Photo object-pointing records

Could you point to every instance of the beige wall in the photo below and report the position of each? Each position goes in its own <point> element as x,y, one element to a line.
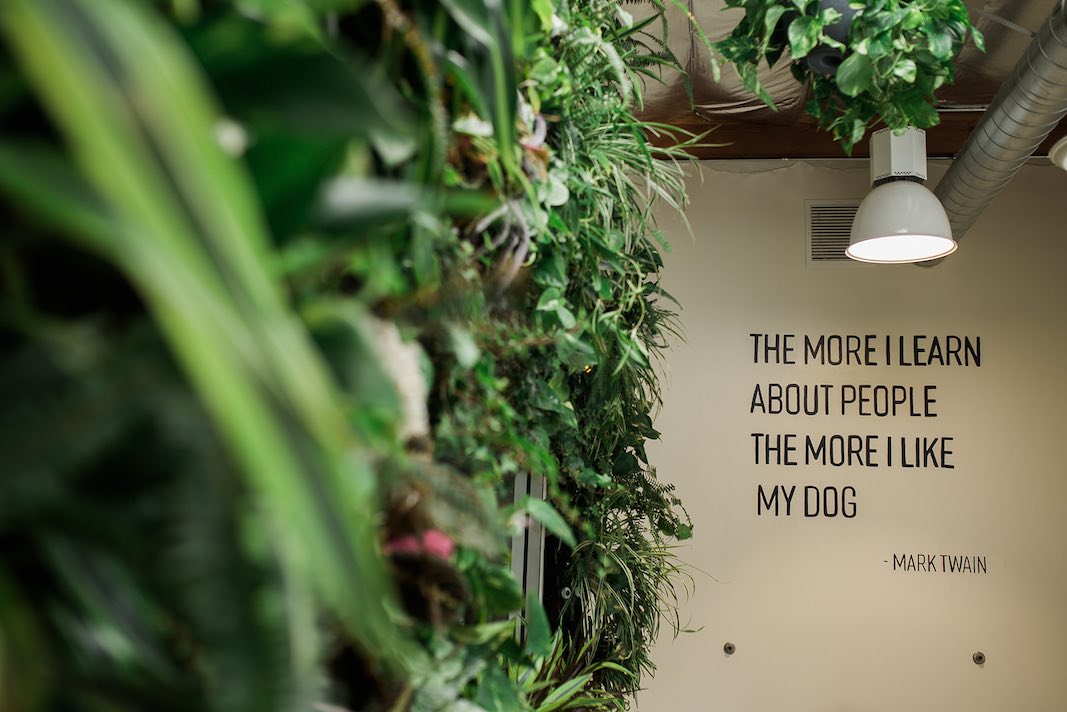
<point>821,621</point>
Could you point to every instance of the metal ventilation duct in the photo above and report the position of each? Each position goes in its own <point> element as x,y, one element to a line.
<point>1025,110</point>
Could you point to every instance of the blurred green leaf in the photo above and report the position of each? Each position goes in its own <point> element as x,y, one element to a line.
<point>109,75</point>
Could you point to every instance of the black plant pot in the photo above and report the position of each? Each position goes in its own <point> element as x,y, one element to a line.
<point>826,60</point>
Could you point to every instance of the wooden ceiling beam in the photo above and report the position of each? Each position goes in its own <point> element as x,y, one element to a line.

- TASK GOAL
Can you set out all the rows above as a numbered list, dropping any blank lines and leaving the pictures out?

- TASK RESPONSE
1. Could you point to every instance of the beige wall in the photo below and report the position of each? Each position goes in its own <point> element as x,y, one element to a line.
2. <point>821,621</point>
3. Could you point to every instance of the metal ventilation duct in the photo above and report the position of each? Each position goes in its own <point> element as x,y, one element to a line.
4. <point>1025,110</point>
5. Could you point to every instance of the blurred green leaf in the photo above and report the position of each? Each position goes in its own <point> element as x,y, one element to a line.
6. <point>109,75</point>
7. Could you point to every instance of the black plant pot in the photo above and report the position of each? Each position goes in its own <point> element as x,y, one element to a line.
8. <point>826,60</point>
9. Could you point to every instance of the wooden ceiling beam in the photo above and report the position of each? Each position goes in its own <point> element as x,y, one element to a line.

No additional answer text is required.